"""

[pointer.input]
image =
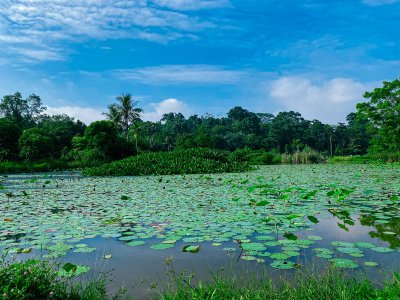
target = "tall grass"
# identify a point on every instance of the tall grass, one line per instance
(34, 279)
(191, 161)
(39, 166)
(307, 156)
(330, 286)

"""

**PROBLEM STATEMENT:**
Update the records above by changing "tall grass" to "wild grass" everywhere it occurs, keeping every other line the same. Omit the pictures from your answer.

**FULL RESPONSE:**
[pointer.input]
image =
target = "wild grass"
# identify a point on every instance of the wild grass, one line per instance
(34, 279)
(191, 161)
(39, 166)
(307, 156)
(330, 286)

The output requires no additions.